Direction 1: Reproduce the portion of the forum thread on banding squabs that starts with "# banding a" and goes on through "are fine right~?", keeping every word and mark unchanged.

Passage provided:
———

# banding a squab



## Heedictator (May 19, 2011)

my 3 squabs from 2 pairs are on their 6th day today and they're going to be a week old tomorrow(40mins to go and it's AM12)~ i have no bands yet and i'm going to have them on tuesday next week on their 10th day~ squabs can be banded when they're 5days old but could the bands still fit when they're 10days old already?? and aluminum bands are fine right~?


----------



## sky tx (Mar 1, 2005)

Yes--you can band them at 10 days old.
BUT you nay have to work at doing it.
Use lots of vaseline-work it into the foot real good--you may break the Back toe getting it back through the band--but--it will heal.
other comments Please


----------



## Heedictator (May 19, 2011)

yeah!!!! thanks mr. sky tx^^


----------



## Heedictator (May 19, 2011)

please leave your replies guys i'll see them tomorrow morning^^ Good night!!


----------



## Josepe (Jan 10, 2011)

Some of mine are ready for bands at 5 days and some not til 7-8 days old.Legs have to be big enough for the bands not to slip off.On the older squeekers I swap dish soap around the inside of the band with a Q-tip to help the band slide on the leg.I use a paper clip end for a toe pick.


----------



## Heedictator (May 19, 2011)

Josepe said:


> Some of mine are ready for bands at 5 days and some not til 7-8 days old.Legs have to be big enough for the bands not to slip off.On the older squeekers I swap dish soap around the inside of the band with a Q-tip to help the band slide on the leg.I use a paper clip end for a toe pick.


yeah i have also seen a video pn how to on youtube~ thanks~!!


----------



## Print Tippler (May 18, 2011)

sky tx said:


> Yes--you can band them at 10 days old.
> BUT you nay have to work at doing it.
> Use lots of vaseline-work it into the foot real good--you may break the Back toe getting it back through the band--but--it will heal.
> other comments Please


Breaking toes to put bands on  Seems pretty cruel to me..


----------



## Jay3 (May 4, 2008)

Paki Tipplers said:


> Breaking toes to put bands on  Seems pretty cruel to me..


I agree. I guess to some getting the band on is more important.


----------



## MaryOfExeter (Sep 30, 2007)

It's easier to just get larger bands as a back up in case the original bands fall off or you miss banding them in time. I put 10mm and 11mm on mine when they would otherwise go bandless.


----------



## Crazy Pete (Nov 13, 2008)

I have been told if you spray windex on the feet it dries the skin and makes it thiner. Then you can use vaseline to help dlid the band on, then you can use a paper clip and not break the toes. I haven't tried the windex thing yet, I probly will some day so far I've been lucky.
Dave


----------



## pigeon is fun (Sep 6, 2010)

why wait untill 10 days? unless the band is not available between 5-7 days after was born. just make sure to check from time to time if the band stayed on.


----------



## whytwings (Feb 12, 2011)

———

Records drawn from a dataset
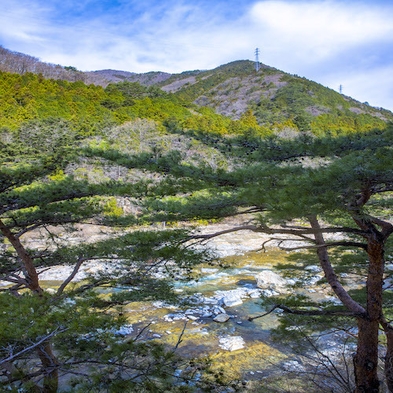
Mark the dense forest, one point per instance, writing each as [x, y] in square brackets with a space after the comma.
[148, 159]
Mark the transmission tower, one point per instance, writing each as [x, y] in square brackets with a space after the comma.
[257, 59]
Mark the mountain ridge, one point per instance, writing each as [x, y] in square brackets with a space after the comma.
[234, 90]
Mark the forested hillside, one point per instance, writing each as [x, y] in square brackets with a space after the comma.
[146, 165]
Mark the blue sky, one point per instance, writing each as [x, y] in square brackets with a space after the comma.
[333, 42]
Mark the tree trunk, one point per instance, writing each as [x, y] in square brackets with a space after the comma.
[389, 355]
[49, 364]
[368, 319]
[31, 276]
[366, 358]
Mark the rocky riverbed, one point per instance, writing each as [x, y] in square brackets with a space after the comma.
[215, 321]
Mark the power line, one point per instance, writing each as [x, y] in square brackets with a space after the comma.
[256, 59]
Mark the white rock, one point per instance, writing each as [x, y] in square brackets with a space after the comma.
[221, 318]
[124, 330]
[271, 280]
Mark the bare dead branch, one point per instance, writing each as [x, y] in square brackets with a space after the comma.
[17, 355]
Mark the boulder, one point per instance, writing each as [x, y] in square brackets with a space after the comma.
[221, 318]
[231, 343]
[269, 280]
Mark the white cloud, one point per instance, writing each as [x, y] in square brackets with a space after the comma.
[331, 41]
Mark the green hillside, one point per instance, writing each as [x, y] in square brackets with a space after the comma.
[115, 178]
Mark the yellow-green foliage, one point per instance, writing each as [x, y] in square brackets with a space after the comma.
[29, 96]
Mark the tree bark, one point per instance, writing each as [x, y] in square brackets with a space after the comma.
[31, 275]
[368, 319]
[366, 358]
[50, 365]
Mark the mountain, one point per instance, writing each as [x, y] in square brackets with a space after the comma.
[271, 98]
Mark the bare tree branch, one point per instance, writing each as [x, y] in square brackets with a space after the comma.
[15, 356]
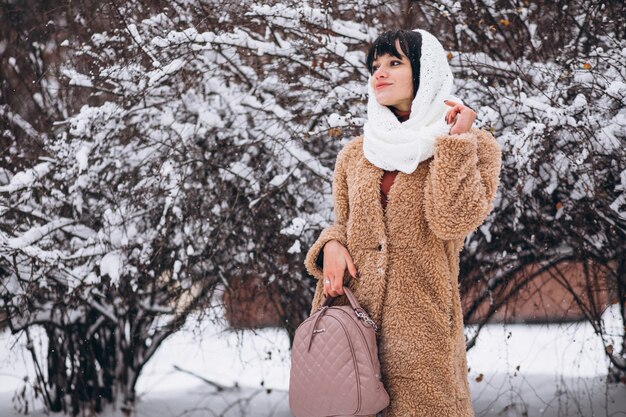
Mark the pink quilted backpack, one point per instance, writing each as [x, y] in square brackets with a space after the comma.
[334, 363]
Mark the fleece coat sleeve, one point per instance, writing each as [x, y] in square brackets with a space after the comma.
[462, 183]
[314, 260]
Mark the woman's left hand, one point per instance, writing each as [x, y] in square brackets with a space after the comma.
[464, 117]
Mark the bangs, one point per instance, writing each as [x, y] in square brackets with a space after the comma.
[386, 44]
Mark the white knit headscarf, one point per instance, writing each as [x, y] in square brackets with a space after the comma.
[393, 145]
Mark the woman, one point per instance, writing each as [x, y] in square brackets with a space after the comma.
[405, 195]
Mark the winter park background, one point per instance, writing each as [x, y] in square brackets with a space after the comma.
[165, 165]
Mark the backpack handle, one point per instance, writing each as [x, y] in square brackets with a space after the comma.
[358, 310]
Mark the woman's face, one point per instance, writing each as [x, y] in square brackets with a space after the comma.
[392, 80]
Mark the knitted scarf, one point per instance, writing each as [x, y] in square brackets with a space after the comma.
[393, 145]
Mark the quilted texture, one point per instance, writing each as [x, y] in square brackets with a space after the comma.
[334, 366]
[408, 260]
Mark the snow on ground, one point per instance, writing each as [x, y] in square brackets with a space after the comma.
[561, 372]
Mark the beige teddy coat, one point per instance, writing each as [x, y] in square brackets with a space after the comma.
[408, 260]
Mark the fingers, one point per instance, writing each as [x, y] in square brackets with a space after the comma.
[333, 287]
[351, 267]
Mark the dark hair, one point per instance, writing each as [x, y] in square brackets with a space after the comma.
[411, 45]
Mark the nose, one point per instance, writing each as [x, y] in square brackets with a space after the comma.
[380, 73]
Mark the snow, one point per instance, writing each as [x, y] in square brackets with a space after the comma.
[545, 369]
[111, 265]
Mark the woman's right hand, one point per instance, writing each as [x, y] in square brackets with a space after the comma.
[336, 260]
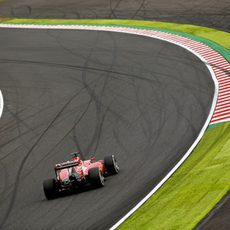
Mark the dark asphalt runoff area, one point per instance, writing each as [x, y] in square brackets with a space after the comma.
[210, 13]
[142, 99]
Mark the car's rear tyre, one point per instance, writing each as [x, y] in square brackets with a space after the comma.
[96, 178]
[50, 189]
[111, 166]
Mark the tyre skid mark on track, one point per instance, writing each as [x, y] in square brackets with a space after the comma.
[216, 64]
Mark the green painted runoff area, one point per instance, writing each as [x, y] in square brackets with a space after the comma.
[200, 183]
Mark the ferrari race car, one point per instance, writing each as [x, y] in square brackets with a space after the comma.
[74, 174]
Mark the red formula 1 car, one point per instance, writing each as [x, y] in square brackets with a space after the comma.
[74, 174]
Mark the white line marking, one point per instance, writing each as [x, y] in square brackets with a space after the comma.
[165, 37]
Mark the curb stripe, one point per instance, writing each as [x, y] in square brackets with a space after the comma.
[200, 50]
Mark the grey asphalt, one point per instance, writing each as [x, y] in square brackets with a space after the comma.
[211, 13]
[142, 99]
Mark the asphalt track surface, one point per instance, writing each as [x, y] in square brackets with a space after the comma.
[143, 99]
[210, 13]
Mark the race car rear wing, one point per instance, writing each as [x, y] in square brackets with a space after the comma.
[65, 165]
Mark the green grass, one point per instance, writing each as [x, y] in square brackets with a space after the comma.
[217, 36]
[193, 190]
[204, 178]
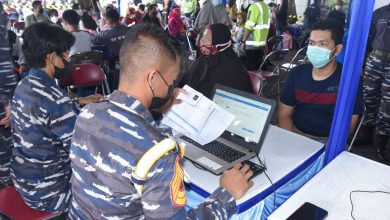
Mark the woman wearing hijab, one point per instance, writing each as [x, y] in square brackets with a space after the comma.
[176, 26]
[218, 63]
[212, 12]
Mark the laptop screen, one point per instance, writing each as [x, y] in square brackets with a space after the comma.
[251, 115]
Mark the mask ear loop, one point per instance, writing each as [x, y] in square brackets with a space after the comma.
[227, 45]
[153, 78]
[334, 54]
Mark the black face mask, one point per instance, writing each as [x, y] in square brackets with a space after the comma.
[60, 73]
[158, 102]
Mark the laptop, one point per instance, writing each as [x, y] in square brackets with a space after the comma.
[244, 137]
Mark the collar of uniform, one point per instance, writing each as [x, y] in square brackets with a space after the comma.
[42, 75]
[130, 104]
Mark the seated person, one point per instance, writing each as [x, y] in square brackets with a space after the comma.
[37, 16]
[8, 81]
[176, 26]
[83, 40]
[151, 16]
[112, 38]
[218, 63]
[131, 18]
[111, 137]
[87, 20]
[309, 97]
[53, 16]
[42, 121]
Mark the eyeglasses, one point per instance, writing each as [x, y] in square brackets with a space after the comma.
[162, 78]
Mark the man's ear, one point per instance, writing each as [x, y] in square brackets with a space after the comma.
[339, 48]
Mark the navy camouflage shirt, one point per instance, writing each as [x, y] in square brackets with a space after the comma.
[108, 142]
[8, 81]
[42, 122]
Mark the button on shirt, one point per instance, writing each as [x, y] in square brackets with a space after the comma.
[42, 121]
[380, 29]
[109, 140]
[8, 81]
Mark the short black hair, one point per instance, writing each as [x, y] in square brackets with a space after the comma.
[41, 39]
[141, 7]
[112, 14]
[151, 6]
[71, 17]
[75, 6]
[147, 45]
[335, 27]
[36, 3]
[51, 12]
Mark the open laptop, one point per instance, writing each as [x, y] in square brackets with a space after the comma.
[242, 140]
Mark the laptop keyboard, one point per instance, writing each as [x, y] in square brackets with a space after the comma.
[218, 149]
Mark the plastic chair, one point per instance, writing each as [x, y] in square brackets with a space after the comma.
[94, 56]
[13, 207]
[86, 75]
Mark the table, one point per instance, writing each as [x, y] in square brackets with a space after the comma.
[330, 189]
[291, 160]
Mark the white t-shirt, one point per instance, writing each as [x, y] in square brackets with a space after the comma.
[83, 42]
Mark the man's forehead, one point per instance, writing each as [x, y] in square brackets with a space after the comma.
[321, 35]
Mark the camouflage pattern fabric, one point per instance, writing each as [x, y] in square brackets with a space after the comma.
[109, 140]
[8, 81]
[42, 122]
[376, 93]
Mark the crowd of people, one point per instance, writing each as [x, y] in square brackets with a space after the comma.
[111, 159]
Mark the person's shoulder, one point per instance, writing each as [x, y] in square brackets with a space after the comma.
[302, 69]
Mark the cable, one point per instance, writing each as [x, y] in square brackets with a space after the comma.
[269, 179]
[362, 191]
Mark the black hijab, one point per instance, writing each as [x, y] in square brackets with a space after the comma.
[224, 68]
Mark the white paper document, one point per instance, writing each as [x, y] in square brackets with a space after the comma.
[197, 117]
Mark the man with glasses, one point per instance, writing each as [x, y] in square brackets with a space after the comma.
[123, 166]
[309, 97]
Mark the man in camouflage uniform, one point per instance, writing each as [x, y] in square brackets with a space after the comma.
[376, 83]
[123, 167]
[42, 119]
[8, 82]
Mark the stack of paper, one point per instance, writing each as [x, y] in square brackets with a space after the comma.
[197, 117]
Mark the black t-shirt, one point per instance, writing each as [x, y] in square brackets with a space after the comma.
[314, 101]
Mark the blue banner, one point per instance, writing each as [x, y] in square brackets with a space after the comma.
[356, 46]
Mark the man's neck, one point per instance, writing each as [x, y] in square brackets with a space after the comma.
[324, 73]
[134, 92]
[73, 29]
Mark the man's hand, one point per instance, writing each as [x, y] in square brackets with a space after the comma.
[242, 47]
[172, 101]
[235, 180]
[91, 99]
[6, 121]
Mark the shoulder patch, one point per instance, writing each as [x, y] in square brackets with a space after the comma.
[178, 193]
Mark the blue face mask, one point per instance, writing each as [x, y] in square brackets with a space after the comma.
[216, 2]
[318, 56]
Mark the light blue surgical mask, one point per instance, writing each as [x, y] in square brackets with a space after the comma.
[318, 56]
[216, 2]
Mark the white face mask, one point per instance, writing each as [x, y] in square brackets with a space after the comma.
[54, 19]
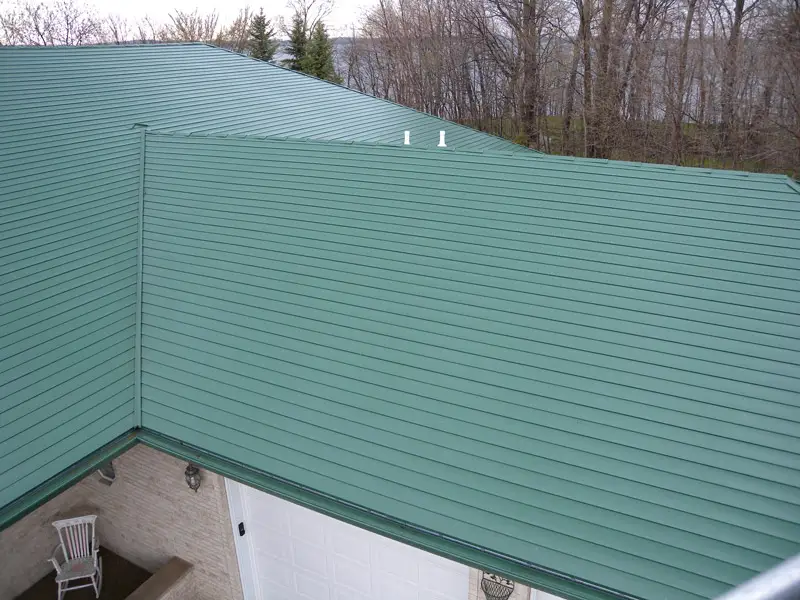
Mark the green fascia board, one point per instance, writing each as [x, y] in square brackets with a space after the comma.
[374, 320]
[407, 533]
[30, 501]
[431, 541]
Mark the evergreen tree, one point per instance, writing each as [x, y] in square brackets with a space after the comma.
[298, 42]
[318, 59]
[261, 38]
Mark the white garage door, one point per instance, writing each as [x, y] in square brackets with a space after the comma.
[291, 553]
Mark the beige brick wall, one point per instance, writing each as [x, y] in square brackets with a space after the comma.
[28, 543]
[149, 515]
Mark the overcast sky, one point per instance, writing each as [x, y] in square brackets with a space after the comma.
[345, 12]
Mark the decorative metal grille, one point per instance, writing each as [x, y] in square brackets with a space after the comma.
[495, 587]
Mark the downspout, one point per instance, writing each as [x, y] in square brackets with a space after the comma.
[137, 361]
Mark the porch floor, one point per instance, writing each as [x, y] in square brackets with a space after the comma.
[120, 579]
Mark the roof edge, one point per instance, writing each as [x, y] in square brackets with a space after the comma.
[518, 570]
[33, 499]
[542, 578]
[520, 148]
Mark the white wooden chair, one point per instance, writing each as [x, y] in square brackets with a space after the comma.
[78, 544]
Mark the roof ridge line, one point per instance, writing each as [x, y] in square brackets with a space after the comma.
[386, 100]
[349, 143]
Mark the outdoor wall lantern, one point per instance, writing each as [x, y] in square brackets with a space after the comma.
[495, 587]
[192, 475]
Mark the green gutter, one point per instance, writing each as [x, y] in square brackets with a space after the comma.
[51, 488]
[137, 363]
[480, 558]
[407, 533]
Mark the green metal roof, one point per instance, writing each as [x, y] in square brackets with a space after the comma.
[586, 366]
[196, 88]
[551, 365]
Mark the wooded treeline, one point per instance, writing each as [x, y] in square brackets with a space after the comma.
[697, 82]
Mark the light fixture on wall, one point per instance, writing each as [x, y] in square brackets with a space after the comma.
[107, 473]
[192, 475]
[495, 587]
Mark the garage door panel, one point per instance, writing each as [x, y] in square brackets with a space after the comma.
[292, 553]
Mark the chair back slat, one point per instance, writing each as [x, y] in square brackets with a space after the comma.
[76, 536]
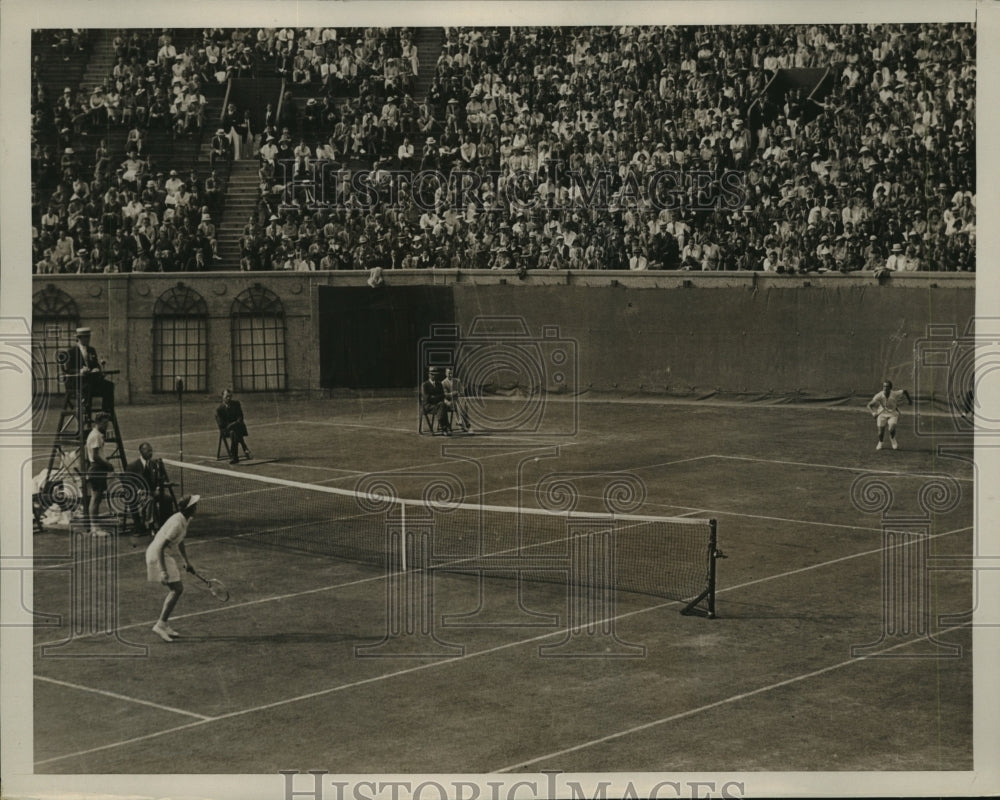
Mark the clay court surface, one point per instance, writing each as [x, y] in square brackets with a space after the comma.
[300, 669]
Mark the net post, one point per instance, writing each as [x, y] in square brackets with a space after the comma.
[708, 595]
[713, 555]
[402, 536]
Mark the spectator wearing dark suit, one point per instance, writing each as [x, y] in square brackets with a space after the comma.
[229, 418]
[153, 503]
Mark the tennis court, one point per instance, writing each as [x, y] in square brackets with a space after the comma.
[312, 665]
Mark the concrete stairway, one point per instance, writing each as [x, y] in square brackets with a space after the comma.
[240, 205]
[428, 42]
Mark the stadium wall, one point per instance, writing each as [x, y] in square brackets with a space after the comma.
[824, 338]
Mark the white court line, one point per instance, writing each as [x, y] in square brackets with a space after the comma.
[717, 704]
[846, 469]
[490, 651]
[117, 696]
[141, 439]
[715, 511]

———

Direction 2: Locate each line in the listing above that contains the string "track", and copy those lines out in full.

Exercise result 1:
# banding a squab



## Heedictator (May 19, 2011)

my 3 squabs from 2 pairs are on their 6th day today and they're going to be a week old tomorrow(40mins to go and it's AM12)~ i have no bands yet and i'm going to have them on tuesday next week on their 10th day~ squabs can be banded when they're 5days old but could the bands still fit when they're 10days old already?? and aluminum bands are fine right~?

Exercise result 2:
Mark the tyre skid mark on track, one point per instance, writing each as [x, y] in square brackets with a space after the comma.
Mark the asphalt track surface, one point per instance, writing each as [x, y] in square brackets with a space after the comma.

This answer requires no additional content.